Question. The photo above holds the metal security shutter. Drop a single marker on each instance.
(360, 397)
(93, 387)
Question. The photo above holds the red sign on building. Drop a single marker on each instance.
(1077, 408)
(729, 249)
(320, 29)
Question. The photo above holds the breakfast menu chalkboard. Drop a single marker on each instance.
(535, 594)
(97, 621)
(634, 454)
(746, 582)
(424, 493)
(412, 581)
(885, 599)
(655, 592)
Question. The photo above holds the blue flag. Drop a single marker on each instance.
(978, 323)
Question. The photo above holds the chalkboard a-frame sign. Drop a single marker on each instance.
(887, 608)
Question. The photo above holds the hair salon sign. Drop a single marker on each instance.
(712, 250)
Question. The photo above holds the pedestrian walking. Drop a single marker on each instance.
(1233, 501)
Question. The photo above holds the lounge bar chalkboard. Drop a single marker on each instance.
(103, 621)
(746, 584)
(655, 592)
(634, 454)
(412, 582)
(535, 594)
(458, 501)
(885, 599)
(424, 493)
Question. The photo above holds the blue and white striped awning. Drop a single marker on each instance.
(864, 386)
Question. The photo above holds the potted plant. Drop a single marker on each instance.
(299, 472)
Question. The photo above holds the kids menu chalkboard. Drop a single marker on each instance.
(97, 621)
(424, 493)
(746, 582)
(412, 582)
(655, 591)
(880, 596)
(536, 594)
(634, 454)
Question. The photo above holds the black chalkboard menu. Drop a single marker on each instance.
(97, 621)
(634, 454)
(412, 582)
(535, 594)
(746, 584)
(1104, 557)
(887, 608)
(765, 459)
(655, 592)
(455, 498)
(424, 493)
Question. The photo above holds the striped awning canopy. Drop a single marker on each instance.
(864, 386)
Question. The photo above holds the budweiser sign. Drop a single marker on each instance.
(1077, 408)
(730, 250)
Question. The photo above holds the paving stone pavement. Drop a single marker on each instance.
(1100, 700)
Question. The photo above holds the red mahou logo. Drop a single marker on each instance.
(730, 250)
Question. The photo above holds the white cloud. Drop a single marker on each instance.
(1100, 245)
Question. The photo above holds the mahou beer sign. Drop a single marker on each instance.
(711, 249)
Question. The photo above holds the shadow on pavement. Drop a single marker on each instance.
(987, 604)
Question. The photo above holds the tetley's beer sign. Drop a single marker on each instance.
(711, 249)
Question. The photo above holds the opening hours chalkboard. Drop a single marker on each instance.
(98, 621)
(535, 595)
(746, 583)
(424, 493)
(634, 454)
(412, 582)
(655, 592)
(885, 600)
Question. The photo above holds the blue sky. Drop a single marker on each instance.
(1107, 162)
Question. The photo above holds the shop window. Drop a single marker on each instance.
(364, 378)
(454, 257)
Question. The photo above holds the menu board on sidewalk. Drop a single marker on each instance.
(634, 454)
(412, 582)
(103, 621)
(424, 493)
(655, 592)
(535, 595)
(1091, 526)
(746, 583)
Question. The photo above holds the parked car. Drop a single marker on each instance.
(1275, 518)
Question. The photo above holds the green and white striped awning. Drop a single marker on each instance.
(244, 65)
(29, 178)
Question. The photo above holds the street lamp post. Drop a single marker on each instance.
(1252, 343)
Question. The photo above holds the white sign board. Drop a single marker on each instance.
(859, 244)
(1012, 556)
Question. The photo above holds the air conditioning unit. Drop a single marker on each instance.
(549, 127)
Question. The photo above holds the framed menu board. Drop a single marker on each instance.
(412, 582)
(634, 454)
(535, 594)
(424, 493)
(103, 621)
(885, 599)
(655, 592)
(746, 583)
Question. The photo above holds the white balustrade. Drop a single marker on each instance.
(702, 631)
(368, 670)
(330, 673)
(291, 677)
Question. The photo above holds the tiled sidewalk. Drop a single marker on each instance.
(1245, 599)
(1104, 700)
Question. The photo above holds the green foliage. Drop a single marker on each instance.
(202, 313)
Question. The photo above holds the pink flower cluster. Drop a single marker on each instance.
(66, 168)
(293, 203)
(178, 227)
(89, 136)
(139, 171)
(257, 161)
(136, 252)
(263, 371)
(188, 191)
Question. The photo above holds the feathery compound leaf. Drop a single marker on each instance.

▬▬▬▬▬▬▬▬▬▬

## Your objective
Reproduce exactly the lines from the one with "Question. The photo above holds the mahou" through the end of the entries above, both ends included.

## Complete response
Question. The photo above holds the mahou beer sign. Drop a single marker on each instance.
(711, 249)
Question. The photo above holds the shadow on pavement. Drop a single marker on each instance.
(987, 604)
Question. The photo above holds the tetley's beer sign. Drop a single marker on each instance.
(711, 249)
Question. The photo above holds the opening hours chalkboard. Drop a single marker on each instance.
(98, 621)
(535, 595)
(746, 583)
(424, 493)
(634, 454)
(412, 582)
(655, 592)
(885, 600)
Question. The photo above holds the blue sky. Drop a single marker on each instance.
(1107, 162)
Question. The photo above holds the shop window. Drop a single marker on each instance.
(364, 378)
(454, 257)
Question. The photo above holds the menu board on sidewalk. Drop a single marker on each instance.
(634, 454)
(412, 582)
(103, 621)
(424, 493)
(655, 592)
(535, 595)
(1091, 526)
(746, 583)
Question. The photo above holds the parked car. Drop a single marker on each instance.
(1275, 518)
Question. The photo above holds the green and white striped awning. Drop a single marker on each instance.
(244, 65)
(29, 178)
Question. The photo above holds the street lamp post. Drop a single marker on each instance.
(1252, 343)
Question. The photo above holds the white sign board. Drop a single marker on each instance.
(859, 244)
(1012, 556)
Question. The photo above holds the air conditioning unit. Drop a single marker on each instance.
(549, 127)
Question. The photo above holds the framed menu board. Drop a single marker on each instance.
(412, 582)
(634, 454)
(535, 594)
(424, 493)
(103, 621)
(885, 599)
(655, 592)
(746, 583)
Question. The photo above holds the white balustrade. Drop a single marker on each instance.
(702, 631)
(368, 670)
(330, 673)
(291, 677)
Question. The photo above holds the tiled sidewalk. Drop a single marker on each instance.
(1245, 599)
(1104, 700)
Question. The photo above holds the green foliage. Drop a single marker on each instance.
(202, 313)
Question. The photo above holds the pink flower cluster. Drop a single marker on each instance.
(66, 168)
(293, 203)
(178, 227)
(89, 136)
(139, 171)
(257, 161)
(136, 252)
(263, 371)
(188, 191)
Question. The photo above holds the feathery compound leaf. Drop a single marker on each instance.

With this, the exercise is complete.